» Text
* * *
Serialization Formats

Type Mapping

Python Type	Protobuf Any	Elixir Type
str	StringValue	binary
int	Int64Value	integer
float	DoubleValue	float
bool	BoolValue	boolean
list	ListValue	list
dict	Struct	map
bytes	BytesValue	binary
None	NullValue	nil
DataFrame	Custom serialization	map

Custom Type Serialization

def serialize_value(value: Any) -> google.protobuf.Any:
    """Serialize Python value to protobuf Any.
    
    Note: This is a critical function that requires rigorous implementation.
    For V1, using google.protobuf.Any provides flexibility. For V2, consider
    a concrete Value message with oneof for better type safety.
    """
    any_value = google.protobuf.Any()
    
    if isinstance(value, str):
        any_value.Pack(StringValue(value=value))
    elif isinstance(value, int):
        any_value.Pack(Int64Value(value=value))
    elif isinstance(value, float):
        any_value.Pack(DoubleValue(value=value))
    elif isinstance(value, bool):
        any_value.Pack(BoolValue(value=value))
    elif isinstance(value, bytes):
        any_value.Pack(BytesValue(value=value))
    elif value is None:
        any_value.Pack(NullValue())
    elif isinstance(value, list):
        list_value = ListValue()
        for item in value:
            list_value.values.append(serialize_to_value(item))
        any_value.Pack(list_value)
    elif isinstance(value, dict):
        struct_value = Struct()
        for k, v in value.items():
            struct_value.fields[k].CopyFrom(serialize_to_value(v))
        any_value.Pack(struct_value)
    elif hasattr(value, 'to_parquet'):  # pandas DataFrame
        # Custom DataFrame serialization
        df_bytes = value.to_parquet()
        any_value.Pack(BytesValue(value=df_bytes))
        any_value.type_url = "type.googleapis.com/pandas.DataFrame"
    else:
        # Fallback: serialize as string representation
        any_value.Pack(StringValue(value=str(value)))
        any_value.type_url = f"type.googleapis.com/python.{type(value).__name__}"
    
    return any_value

def deserialize_value(any_value: google.protobuf.Any) -> Any:
    """Deserialize protobuf Any to Python value.
* * *
» Information provided
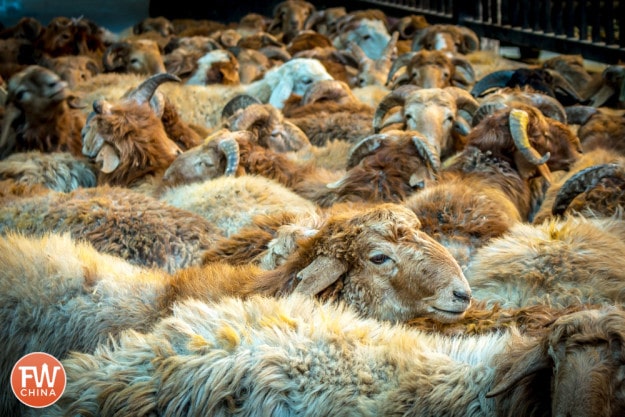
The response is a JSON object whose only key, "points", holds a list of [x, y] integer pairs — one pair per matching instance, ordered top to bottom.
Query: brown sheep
{"points": [[40, 114], [116, 221]]}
* * *
In the serialization formats text, what Protobuf type is a Python dict mapped to, and what Elixir type does it become?

Struct in Protobuf, and map in Elixir.